> Reading passage:
Building a training program (and there are many ways to do so) allows you to be more precise about your training and gives you better insight into how fit you really are. Fundamentally, in a race if all things are equal, the person who can generate more power will win.

Power meters also help with gauging nutrition requirements and fatique levels. At the end of a ride you can look at the total number of kilojoules of energy expended during the workout. Through a bit of conversion, this correlates about 1:1 to calories and is much more accurate than the calorie estimates given by heart rate monitors. In addition, over the course of a training cycle you can calculate the total energy expended to know if you're really doing the proper amount of work.

On a somewhat related note, I was curious if I worked more during indoor trainer workouts so I looked at my total energy expenditure per hour for both indoor and outdoor workouts and found that I generally expend about 9-10% more energy inside.

Interesting stuff, eh? Want to run out and buy one? :)

> Listed entries:

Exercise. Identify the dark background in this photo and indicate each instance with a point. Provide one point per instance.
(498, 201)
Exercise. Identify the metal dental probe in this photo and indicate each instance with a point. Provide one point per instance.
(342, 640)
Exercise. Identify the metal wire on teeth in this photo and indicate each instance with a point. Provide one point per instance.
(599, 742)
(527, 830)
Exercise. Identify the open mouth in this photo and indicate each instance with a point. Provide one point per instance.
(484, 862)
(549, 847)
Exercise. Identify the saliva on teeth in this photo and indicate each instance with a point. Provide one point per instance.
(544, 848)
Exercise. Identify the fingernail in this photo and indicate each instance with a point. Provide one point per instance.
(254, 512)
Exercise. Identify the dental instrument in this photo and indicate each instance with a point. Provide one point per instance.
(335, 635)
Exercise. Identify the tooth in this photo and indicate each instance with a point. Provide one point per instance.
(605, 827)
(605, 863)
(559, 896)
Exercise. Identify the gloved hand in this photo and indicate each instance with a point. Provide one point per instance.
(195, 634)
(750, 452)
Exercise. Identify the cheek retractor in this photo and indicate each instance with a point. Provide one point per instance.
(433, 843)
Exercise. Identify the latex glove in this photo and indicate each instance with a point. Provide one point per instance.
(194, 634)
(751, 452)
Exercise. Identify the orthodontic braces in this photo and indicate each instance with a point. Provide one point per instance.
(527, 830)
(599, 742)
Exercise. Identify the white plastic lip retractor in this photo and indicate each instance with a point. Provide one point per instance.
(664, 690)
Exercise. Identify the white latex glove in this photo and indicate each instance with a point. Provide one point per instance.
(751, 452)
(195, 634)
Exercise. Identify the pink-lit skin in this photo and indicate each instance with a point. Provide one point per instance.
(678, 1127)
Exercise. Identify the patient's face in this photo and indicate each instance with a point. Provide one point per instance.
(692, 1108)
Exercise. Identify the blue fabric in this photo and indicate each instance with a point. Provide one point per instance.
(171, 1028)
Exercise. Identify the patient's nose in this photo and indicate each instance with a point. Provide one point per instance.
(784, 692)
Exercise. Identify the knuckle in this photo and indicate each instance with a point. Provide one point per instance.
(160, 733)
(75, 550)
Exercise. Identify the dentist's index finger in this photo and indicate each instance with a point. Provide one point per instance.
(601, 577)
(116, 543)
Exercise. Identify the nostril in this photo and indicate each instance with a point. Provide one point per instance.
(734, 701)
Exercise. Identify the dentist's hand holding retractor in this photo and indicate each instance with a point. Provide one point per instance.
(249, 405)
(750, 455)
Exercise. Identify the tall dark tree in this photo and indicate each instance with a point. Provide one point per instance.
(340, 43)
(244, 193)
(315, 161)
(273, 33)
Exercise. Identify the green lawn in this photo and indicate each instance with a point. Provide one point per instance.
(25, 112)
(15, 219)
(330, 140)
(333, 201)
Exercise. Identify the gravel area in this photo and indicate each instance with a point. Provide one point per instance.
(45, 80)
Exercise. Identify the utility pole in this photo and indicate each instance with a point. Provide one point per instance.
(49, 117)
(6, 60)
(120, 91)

> Tasks to complete:
(1) How much more energy per hour does the writer of the power meter text generally expend during indoor workouts than outdoor ones?
(2) Summarize the power meter text in two sentences.
(3) Continue the power meter text from its last sentence.
The entries are separate material from the power meter text.

> Outputs in order:
(1) About 9-10% more.

(2) Training with a power meter makes a training program more precise and shows how fit a rider really is, since in an equal race the rider producing more power wins. Its kilojoule totals convert about 1:1 to calories, are more accurate than heart rate monitor estimates, and help gauge nutrition, fatigue, and whether enough work is being done over a training cycle.

(3)
Friday, December 16, 2005

Safe Cycling Tips #5

Tip #5: Drive your frequent routes

If you're going to be riding a certain route frequently, such as your commuting route, take the time to drive it and see what it is like from the perspective of a driver. This is particularly important if you're going to be riding at night. See a road from a driver's point of view can help you know the safest places on the road. As you drive the route think, if there was a bike on the road right now, where should it be so it doesn't get in my way?

Monday, December 12, 2005

Better late than never?

I finally got around to playing with links are on the right.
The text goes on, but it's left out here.